- _Task description_
Check each statement against the care farm article, marking it yes or no and quoting the article's words that settle it. 1. Beudygwyn Farm has 12 residents. 2. Gwenda Potter began working at Beudygwyn as deputy manager. 3. The award event will take place at Cardiff City Hall.

- _Passage to read_

• • • •

The manager of an Anglesey care home on a farm where residents collect the eggs and look after the animals is in line for a prestigious award.
Farmer’s daughter Gwenda Potter was brought up next door to the Regard Partnership’s Beudygwyn Farm at Carreglefn, near Amlwch, where she now works and recalls the residents visiting her home.
That inspired her to go into the care profession six years ago and to involve the 12 residents of Beudygwyn Farm in the day to day work on the farm.
They are aged between 30 and 70 and have learning disabilities, mental health problems or acquired brain injuries and Gwenda said: “Many of our service users are heavily involved in the work on the farm, one of them cuts the grass and they share the chores.
“It’s a small working farm and having them involved in looking after the sheep and chickens, growing vegetables and collecting eggs is good for them, gives them purpose and new skills and the knowledge of where the food comes from and how it’s produced.”
It’s that imaginative approach to care that has seen Gwenda, 37, short-listed for a Wales Care Award in Leadership and Management in Residential or Nursing Care, sponsored by Christie and Co.
She will be among those attending a glittering event, organised by Care Forum Wales, at Cardiff City Hall on October 21, which celebrates and rewards those who have excelled in the care sector.
The eight-acre smallholding can accommodate up to 14 people and Gwenda, who has a partner and three children, still lives next door and is Welsh-speaking which is often useful as most of the residents are from North Wales.
Other family members had worked at Beudygwyn and Gwenda started there in 2010 as a support worker and trained to become a senior social worker and then deputy manager before taking over.
”I love the job,” she said: “The farm is very rural but it’s only five minutes to the shops and it’s very relaxing and therapeutic.
“It’s very good for the residents to get used to looking after their own environment, to maintain their own home by doing little jobs and the eggs and vegetables produced here are used in the meals they have.
“I wouldn’t change my job at all. As a farmer’s daughter I’ve got the best of both worlds because I’m on a farm and I enjoy a job where little things can mean so much, like teaching a man to fasten his shoelaces for the first time.”
Evette Townley, locality manager for the Regard Partnership, nominated Gwenda for an award, describing her as dedicated and hardworking, and placing residents at the centre of her working ethos.
She said: “Throughout her time Gwenda has worked with the staff, gaining respect from her team both as a support worker and a manager and the service under her leadership continues to grow from strength to strength.
“She strives for high standards of support and inclusion, empowerment and autonomy for the individuals for whom Beudygwyn is home.”

• • • •

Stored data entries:
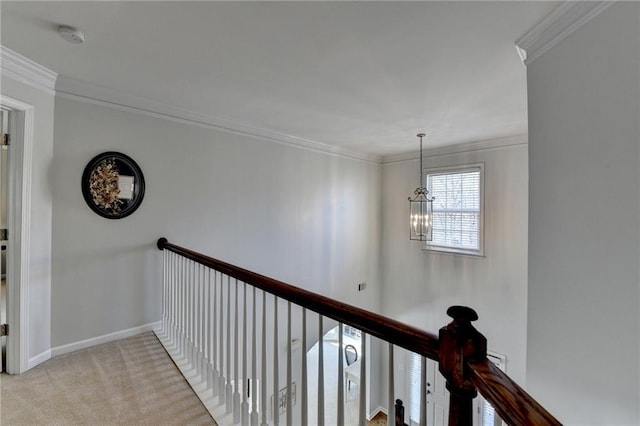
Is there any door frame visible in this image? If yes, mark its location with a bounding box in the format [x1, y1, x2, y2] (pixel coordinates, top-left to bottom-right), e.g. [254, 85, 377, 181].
[0, 94, 35, 374]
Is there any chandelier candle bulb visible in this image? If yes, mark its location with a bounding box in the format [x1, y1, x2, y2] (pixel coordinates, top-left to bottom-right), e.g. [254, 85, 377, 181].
[409, 133, 435, 241]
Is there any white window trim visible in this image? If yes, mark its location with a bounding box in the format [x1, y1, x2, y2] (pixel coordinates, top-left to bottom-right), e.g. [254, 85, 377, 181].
[422, 163, 484, 257]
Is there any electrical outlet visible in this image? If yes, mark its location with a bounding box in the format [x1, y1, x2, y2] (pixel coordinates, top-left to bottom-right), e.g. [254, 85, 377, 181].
[271, 382, 297, 418]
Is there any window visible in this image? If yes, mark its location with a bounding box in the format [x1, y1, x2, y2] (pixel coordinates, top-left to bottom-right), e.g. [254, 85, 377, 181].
[425, 164, 484, 256]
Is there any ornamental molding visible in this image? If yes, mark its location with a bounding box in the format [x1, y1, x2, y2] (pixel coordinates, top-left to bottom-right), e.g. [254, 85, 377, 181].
[0, 45, 58, 95]
[516, 1, 615, 67]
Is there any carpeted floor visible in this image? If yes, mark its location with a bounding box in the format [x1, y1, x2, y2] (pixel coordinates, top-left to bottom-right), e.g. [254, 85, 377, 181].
[0, 333, 215, 426]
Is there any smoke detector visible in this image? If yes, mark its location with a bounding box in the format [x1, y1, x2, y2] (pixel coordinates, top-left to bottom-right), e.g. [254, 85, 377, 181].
[58, 25, 84, 44]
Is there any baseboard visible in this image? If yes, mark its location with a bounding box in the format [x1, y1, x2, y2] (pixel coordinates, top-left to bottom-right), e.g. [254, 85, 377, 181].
[367, 405, 388, 420]
[52, 321, 162, 362]
[27, 349, 51, 370]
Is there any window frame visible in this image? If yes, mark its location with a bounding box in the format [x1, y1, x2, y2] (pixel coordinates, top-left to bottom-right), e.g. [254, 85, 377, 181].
[422, 163, 485, 257]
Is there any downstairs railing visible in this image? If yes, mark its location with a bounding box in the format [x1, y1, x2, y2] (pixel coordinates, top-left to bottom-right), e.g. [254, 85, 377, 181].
[157, 238, 560, 426]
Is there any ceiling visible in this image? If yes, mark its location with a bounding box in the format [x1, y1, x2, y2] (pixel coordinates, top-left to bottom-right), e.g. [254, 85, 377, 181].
[0, 1, 558, 156]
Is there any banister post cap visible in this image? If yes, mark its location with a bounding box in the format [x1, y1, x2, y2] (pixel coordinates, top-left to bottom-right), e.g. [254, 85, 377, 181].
[156, 237, 169, 250]
[447, 306, 478, 322]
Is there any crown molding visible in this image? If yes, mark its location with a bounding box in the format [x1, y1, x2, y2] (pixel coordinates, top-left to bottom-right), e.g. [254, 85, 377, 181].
[382, 134, 528, 165]
[0, 45, 58, 95]
[56, 75, 381, 164]
[516, 0, 615, 66]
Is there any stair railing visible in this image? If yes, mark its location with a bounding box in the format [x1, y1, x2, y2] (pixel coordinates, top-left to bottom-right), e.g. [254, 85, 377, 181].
[157, 238, 560, 426]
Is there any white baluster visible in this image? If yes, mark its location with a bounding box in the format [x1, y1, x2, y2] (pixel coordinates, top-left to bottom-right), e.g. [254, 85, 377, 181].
[318, 315, 324, 426]
[358, 332, 367, 426]
[171, 253, 179, 348]
[186, 260, 193, 367]
[199, 265, 209, 376]
[273, 296, 280, 426]
[160, 250, 169, 335]
[169, 252, 176, 345]
[286, 302, 293, 426]
[233, 279, 241, 424]
[251, 287, 259, 426]
[420, 356, 427, 426]
[387, 343, 396, 426]
[209, 270, 220, 397]
[240, 283, 249, 426]
[180, 257, 187, 358]
[217, 272, 227, 404]
[225, 276, 233, 414]
[193, 263, 203, 375]
[202, 268, 213, 389]
[260, 291, 269, 426]
[300, 308, 309, 425]
[337, 323, 344, 426]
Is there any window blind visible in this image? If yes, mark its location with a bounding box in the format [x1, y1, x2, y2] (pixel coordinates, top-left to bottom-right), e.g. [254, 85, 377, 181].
[427, 168, 481, 250]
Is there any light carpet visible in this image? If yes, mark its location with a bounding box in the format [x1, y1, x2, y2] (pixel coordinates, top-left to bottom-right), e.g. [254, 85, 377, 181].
[0, 333, 216, 426]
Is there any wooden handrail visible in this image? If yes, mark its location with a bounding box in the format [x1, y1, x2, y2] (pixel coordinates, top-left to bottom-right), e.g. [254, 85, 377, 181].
[157, 238, 439, 361]
[467, 358, 561, 425]
[157, 238, 561, 426]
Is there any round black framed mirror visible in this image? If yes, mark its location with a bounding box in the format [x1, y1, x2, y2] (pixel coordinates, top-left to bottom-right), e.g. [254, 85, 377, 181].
[82, 151, 145, 219]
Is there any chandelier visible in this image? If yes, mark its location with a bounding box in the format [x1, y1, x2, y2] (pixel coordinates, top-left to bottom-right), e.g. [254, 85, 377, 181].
[409, 133, 435, 241]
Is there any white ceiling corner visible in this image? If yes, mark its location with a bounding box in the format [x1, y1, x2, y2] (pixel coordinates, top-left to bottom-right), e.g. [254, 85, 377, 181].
[516, 0, 615, 66]
[0, 45, 58, 95]
[56, 75, 381, 163]
[0, 1, 560, 156]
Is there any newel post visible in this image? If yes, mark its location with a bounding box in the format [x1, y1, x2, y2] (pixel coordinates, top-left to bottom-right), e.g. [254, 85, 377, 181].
[439, 306, 487, 426]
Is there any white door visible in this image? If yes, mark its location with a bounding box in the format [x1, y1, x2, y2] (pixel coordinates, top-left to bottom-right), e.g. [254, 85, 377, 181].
[0, 109, 9, 372]
[427, 359, 449, 426]
[474, 353, 507, 426]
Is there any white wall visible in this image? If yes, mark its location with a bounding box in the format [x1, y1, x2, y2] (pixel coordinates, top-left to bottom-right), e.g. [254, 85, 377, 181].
[2, 74, 54, 367]
[52, 97, 381, 347]
[382, 136, 528, 401]
[527, 3, 640, 425]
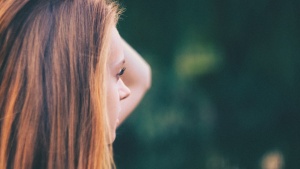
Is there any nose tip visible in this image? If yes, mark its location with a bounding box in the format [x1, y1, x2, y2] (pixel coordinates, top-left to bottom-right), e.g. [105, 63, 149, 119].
[120, 82, 131, 100]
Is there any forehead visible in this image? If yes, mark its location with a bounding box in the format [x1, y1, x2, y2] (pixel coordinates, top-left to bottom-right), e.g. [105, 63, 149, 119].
[108, 28, 124, 65]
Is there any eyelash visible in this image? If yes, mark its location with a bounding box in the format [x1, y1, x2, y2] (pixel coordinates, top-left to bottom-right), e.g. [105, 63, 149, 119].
[117, 67, 126, 78]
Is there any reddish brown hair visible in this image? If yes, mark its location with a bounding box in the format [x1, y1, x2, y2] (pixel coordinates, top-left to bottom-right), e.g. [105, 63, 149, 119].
[0, 0, 117, 169]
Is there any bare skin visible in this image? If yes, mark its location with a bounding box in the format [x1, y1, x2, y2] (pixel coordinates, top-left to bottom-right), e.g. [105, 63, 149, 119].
[119, 33, 151, 124]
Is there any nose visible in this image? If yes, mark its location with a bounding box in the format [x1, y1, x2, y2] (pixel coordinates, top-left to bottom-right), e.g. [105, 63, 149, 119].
[119, 79, 131, 100]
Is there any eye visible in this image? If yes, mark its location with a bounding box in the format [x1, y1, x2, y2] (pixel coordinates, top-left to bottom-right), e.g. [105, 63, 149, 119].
[117, 67, 126, 79]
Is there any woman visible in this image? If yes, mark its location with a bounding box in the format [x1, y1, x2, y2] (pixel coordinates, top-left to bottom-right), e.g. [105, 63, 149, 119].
[0, 0, 151, 169]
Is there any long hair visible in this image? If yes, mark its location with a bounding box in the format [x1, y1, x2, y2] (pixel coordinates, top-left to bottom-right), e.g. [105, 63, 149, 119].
[0, 0, 118, 169]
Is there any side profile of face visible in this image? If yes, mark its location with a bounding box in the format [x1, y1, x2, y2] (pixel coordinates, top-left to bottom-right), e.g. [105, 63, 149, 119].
[106, 28, 130, 142]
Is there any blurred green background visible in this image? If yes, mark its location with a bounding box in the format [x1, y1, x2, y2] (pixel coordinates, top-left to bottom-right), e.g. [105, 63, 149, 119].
[114, 0, 300, 169]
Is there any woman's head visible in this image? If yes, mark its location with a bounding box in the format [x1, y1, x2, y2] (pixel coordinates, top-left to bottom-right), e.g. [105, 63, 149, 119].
[0, 0, 122, 169]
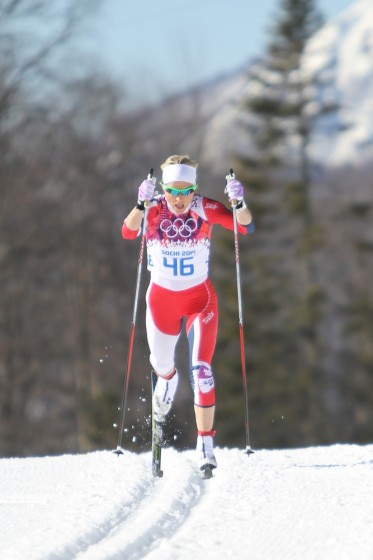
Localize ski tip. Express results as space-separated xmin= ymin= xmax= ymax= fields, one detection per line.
xmin=244 ymin=445 xmax=255 ymax=457
xmin=200 ymin=465 xmax=213 ymax=480
xmin=113 ymin=445 xmax=124 ymax=457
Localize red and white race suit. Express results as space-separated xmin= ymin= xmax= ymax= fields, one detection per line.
xmin=122 ymin=195 xmax=247 ymax=406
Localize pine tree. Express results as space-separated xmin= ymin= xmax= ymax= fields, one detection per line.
xmin=214 ymin=0 xmax=342 ymax=445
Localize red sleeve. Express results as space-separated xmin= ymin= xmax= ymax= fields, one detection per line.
xmin=122 ymin=223 xmax=139 ymax=239
xmin=203 ymin=197 xmax=248 ymax=235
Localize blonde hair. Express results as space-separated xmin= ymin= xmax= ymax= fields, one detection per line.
xmin=161 ymin=155 xmax=198 ymax=169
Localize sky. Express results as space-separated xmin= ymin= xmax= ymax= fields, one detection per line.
xmin=84 ymin=0 xmax=356 ymax=104
xmin=0 ymin=445 xmax=373 ymax=560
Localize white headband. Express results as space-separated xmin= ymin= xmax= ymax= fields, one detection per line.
xmin=162 ymin=163 xmax=197 ymax=185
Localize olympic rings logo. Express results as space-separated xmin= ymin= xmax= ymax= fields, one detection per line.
xmin=160 ymin=218 xmax=198 ymax=239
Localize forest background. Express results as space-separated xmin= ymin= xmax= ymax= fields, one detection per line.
xmin=0 ymin=0 xmax=373 ymax=456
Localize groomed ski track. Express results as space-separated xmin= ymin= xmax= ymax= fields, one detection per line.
xmin=0 ymin=445 xmax=373 ymax=560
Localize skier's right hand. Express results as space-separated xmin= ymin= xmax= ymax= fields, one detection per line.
xmin=137 ymin=179 xmax=155 ymax=203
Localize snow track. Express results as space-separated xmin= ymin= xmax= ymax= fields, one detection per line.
xmin=0 ymin=445 xmax=373 ymax=560
xmin=73 ymin=450 xmax=203 ymax=560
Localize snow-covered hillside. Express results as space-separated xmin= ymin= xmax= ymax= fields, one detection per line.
xmin=175 ymin=0 xmax=373 ymax=173
xmin=304 ymin=0 xmax=373 ymax=165
xmin=0 ymin=445 xmax=373 ymax=560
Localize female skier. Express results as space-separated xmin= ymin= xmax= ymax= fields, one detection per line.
xmin=122 ymin=155 xmax=252 ymax=471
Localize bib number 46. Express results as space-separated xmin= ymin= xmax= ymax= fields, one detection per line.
xmin=163 ymin=257 xmax=194 ymax=276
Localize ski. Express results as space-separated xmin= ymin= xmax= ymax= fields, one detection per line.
xmin=200 ymin=465 xmax=212 ymax=480
xmin=151 ymin=371 xmax=163 ymax=478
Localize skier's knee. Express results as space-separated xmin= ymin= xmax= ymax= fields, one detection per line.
xmin=191 ymin=365 xmax=215 ymax=406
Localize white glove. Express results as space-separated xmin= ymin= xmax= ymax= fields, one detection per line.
xmin=225 ymin=179 xmax=243 ymax=201
xmin=137 ymin=179 xmax=155 ymax=204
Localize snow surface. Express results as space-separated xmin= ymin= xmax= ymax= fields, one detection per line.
xmin=0 ymin=445 xmax=373 ymax=560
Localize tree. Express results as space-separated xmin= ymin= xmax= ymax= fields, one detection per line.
xmin=212 ymin=0 xmax=335 ymax=445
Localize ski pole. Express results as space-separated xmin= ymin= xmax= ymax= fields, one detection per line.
xmin=114 ymin=169 xmax=155 ymax=456
xmin=226 ymin=169 xmax=254 ymax=455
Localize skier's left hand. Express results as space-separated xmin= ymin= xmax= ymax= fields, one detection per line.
xmin=225 ymin=179 xmax=243 ymax=202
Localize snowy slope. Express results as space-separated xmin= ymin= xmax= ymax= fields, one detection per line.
xmin=178 ymin=0 xmax=373 ymax=172
xmin=303 ymin=0 xmax=373 ymax=165
xmin=0 ymin=445 xmax=373 ymax=560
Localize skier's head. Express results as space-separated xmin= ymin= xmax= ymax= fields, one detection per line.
xmin=161 ymin=155 xmax=198 ymax=214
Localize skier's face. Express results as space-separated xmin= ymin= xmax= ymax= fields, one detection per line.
xmin=163 ymin=181 xmax=197 ymax=214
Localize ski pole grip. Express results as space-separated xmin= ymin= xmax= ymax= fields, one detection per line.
xmin=226 ymin=167 xmax=237 ymax=207
xmin=144 ymin=167 xmax=156 ymax=208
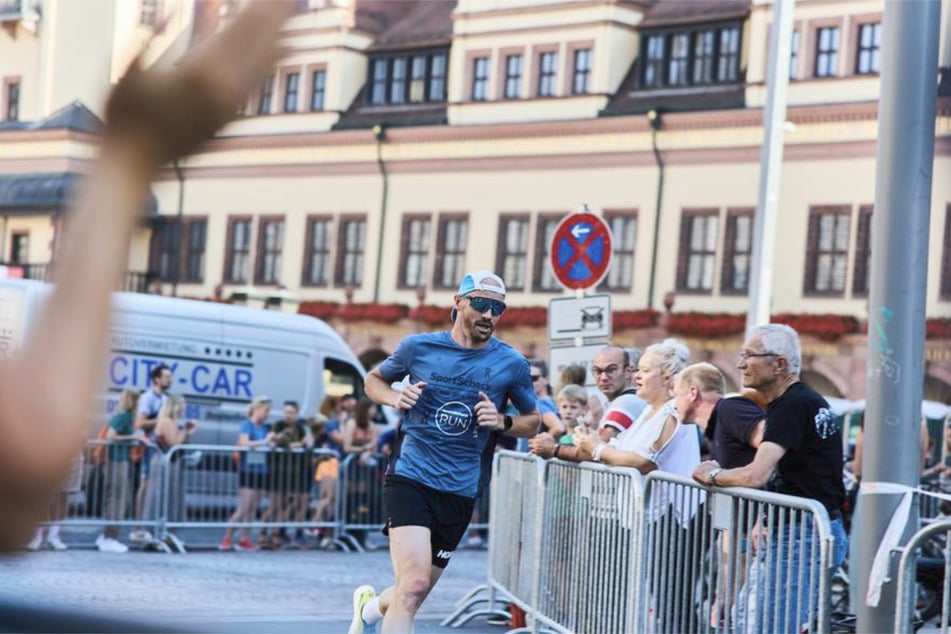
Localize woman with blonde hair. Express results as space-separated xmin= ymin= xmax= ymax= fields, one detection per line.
xmin=96 ymin=388 xmax=139 ymax=553
xmin=218 ymin=396 xmax=274 ymax=551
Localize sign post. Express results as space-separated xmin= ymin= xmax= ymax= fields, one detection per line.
xmin=548 ymin=210 xmax=614 ymax=385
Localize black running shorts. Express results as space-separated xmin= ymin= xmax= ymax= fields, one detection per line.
xmin=383 ymin=474 xmax=475 ymax=568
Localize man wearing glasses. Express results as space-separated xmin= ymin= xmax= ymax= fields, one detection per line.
xmin=693 ymin=324 xmax=848 ymax=632
xmin=349 ymin=271 xmax=541 ymax=634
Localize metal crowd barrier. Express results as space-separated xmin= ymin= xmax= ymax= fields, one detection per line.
xmin=894 ymin=519 xmax=951 ymax=634
xmin=532 ymin=460 xmax=643 ymax=634
xmin=443 ymin=451 xmax=834 ymax=634
xmin=442 ymin=451 xmax=544 ymax=627
xmin=636 ymin=471 xmax=834 ymax=633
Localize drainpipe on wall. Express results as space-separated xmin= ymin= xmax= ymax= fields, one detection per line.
xmin=647 ymin=110 xmax=664 ymax=308
xmin=373 ymin=123 xmax=390 ymax=304
xmin=172 ymin=160 xmax=185 ymax=297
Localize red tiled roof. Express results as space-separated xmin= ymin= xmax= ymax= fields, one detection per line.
xmin=639 ymin=0 xmax=750 ymax=28
xmin=373 ymin=0 xmax=456 ymax=50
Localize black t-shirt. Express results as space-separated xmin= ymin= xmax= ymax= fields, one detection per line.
xmin=707 ymin=396 xmax=766 ymax=469
xmin=763 ymin=383 xmax=845 ymax=515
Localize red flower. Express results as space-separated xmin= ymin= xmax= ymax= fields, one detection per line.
xmin=611 ymin=308 xmax=660 ymax=330
xmin=297 ymin=302 xmax=340 ymax=320
xmin=925 ymin=317 xmax=951 ymax=339
xmin=665 ymin=312 xmax=746 ymax=339
xmin=770 ymin=313 xmax=859 ymax=341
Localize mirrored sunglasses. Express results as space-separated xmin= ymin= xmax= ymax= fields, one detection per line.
xmin=469 ymin=297 xmax=505 ymax=317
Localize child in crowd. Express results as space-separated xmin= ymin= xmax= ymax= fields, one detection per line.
xmin=555 ymin=383 xmax=592 ymax=445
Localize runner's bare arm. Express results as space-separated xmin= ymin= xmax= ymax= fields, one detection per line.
xmin=0 ymin=0 xmax=295 ymax=550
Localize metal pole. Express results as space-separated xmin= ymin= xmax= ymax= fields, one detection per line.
xmin=647 ymin=117 xmax=664 ymax=308
xmin=851 ymin=0 xmax=941 ymax=632
xmin=746 ymin=0 xmax=795 ymax=335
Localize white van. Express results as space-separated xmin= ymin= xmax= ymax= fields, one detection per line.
xmin=0 ymin=279 xmax=365 ymax=445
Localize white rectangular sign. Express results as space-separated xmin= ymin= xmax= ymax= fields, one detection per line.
xmin=548 ymin=343 xmax=607 ymax=387
xmin=548 ymin=293 xmax=611 ymax=341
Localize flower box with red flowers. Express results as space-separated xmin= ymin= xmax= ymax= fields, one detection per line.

• • • •

- _Exercise output_
1. Yes: "the 12 residents of Beudygwyn Farm"
2. No: "Gwenda started there in 2010 as a support worker"
3. Yes: "at Cardiff City Hall on October 21"